#### Page extract
──────
In the situation where our data falls into two classes that are linearly separable, our classification strategy is to find a separating hyperplane $$f$$ for our training data. Then, given a point $$x$$ whose class we don’t know, we can evaluate $$f(x)$$ and assign $$x$$ to a class depending on whether $$f(x)>0$$ or $$f(x)<0$$.

This definition begs two questions about a particular dataset:

1. How do we tell if the two classes are linearly separable?
2. If the two sets are linearly separable, there are infinitely many separating hyperplanes. To see this, look back at the penguin example and notice that we can ‘wiggle’ the red line a little bit and it will still separate the two sets. Which is the ‘best’ separating hyperplane?
──────
#### Entries supplied
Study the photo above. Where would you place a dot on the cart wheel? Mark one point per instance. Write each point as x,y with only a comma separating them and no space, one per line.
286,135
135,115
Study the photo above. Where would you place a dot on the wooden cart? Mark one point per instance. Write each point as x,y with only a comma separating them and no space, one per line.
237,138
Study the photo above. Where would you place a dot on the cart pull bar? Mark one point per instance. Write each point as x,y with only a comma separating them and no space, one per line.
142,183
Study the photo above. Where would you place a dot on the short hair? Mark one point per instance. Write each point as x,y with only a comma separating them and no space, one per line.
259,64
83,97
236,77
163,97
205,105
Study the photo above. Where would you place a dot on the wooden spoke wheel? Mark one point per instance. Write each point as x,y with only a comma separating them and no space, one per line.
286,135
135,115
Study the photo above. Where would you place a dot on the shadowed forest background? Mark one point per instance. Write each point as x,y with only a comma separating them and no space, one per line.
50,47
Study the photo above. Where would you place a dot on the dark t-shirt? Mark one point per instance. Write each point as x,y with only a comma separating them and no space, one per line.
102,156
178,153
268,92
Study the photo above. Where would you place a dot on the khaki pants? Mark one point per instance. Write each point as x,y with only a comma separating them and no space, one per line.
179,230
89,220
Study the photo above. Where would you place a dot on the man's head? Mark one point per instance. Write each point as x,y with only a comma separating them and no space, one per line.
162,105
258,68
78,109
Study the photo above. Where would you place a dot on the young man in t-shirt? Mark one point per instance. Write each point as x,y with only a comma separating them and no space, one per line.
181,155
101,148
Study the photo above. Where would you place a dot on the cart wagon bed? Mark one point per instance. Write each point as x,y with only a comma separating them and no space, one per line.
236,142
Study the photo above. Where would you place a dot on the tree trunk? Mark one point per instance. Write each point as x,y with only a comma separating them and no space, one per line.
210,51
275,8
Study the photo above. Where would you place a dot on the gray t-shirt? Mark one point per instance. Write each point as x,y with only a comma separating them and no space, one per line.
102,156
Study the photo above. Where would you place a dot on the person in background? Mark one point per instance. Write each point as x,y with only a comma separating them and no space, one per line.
──────
Do these statements agree with the passage on separating hyperplanes? Answer yes or no for each, and quote the words from the passage that settle it.
1. When the two classes are linearly separable, the strategy is to find a separating hyperplane for the training data.
2. Two linearly separable sets have exactly one separating hyperplane.
3. In the penguin example, moving the red line a little makes it stop separating the two sets.
The records have nothing to do with what comes next.

1. Yes: "our classification strategy is to find a separating hyperplane"
2. No: "there are infinitely many separating hyperplanes"
3. No: "we can ‘wiggle’ the red line a little bit and it will still separate the two sets"